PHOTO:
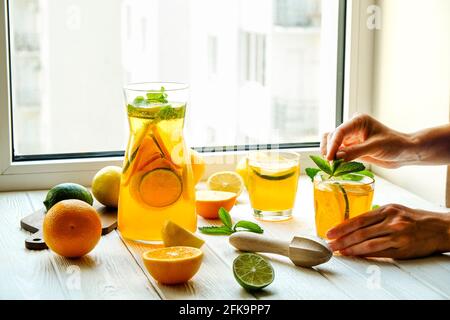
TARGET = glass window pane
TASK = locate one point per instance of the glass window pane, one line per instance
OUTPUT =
(260, 71)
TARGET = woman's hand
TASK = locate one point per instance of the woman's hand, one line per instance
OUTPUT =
(369, 140)
(392, 231)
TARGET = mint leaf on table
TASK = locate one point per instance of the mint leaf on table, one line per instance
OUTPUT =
(322, 164)
(214, 230)
(247, 226)
(225, 218)
(228, 229)
(358, 176)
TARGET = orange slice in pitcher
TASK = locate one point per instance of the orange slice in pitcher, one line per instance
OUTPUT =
(160, 187)
(169, 140)
(143, 149)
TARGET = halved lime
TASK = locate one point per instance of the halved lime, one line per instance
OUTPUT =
(252, 271)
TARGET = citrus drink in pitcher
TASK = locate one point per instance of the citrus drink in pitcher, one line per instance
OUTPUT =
(157, 182)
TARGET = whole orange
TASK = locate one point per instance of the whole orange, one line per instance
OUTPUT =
(72, 228)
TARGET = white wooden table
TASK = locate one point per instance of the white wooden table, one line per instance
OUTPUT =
(114, 270)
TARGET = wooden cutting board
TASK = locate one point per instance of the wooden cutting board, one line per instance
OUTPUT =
(33, 223)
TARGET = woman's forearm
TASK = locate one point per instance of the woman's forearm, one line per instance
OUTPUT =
(430, 146)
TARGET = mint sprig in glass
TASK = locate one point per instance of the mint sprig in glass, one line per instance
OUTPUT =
(342, 190)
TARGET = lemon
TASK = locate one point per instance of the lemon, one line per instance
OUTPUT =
(106, 186)
(241, 169)
(228, 181)
(173, 235)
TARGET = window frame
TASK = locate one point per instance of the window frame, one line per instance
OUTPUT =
(44, 171)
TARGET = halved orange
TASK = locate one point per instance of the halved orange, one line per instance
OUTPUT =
(209, 202)
(173, 265)
(160, 187)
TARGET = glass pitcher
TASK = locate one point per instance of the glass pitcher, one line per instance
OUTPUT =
(157, 181)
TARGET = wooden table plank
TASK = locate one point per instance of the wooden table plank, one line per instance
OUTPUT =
(338, 275)
(430, 271)
(108, 272)
(23, 274)
(395, 281)
(291, 282)
(114, 270)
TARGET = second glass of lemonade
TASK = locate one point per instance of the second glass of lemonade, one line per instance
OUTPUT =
(336, 200)
(272, 183)
(157, 182)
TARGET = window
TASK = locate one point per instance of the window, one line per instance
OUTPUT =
(259, 70)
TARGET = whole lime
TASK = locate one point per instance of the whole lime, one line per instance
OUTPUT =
(106, 186)
(67, 191)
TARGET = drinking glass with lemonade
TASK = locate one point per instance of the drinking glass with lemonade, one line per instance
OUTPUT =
(157, 182)
(272, 180)
(337, 199)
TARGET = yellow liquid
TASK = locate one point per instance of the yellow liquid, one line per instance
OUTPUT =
(329, 203)
(273, 189)
(155, 145)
-=-=-
#### Stated task:
Rescale the listing above from the line containing "TARGET = lemon" through the last line, both included, and output only those lines, requests included. Multiply each point coordinate in the answers by 1.85 and round to a whole number, rounding halves up.

#### Full solution:
TARGET = lemon
TASK = locate one point per instance of the lemon, one line per instance
OUTPUT =
(196, 344)
(446, 313)
(422, 335)
(320, 435)
TARGET = window frame
TASK = locate one point per instance of the window frame, one line per instance
OUTPUT =
(81, 316)
TARGET = halved orange
TASK = locate one point per instance of the halved orange, one line per instance
OUTPUT =
(387, 374)
(320, 490)
(296, 346)
TARGET = glass pitcher
TASK = locate one point per instance of the glass pitcher, one line per instance
OUTPUT =
(290, 335)
TARGET = wooden table plank
TASK = locate one point per instance of the wooden table plank, one line per instance
OUTPUT =
(625, 509)
(796, 501)
(200, 503)
(43, 507)
(731, 520)
(538, 522)
(211, 500)
TARGET = second glass of lemonade
TASK = locate one point per instance of the second glass of lemonade, one line per instance
OUTPUT =
(622, 370)
(503, 339)
(290, 337)
TARGET = window
TASK = locate one point per instance of the window, one line per instance
OUTPUT =
(479, 130)
TARGET = whole lime
TASK = locate one point per instance of the whole lime, one line per instance
OUTPUT =
(196, 344)
(124, 353)
TARGET = drinking glass with lemonade
TASK = locate one point per instance of the drinking glass with lemonade, one line per instance
OUTPUT =
(290, 337)
(503, 333)
(623, 368)
TARGET = yellow liquid
TASK = locate one point per instance of the yellow liquid, one line per instance
OUTPUT =
(609, 376)
(505, 350)
(287, 268)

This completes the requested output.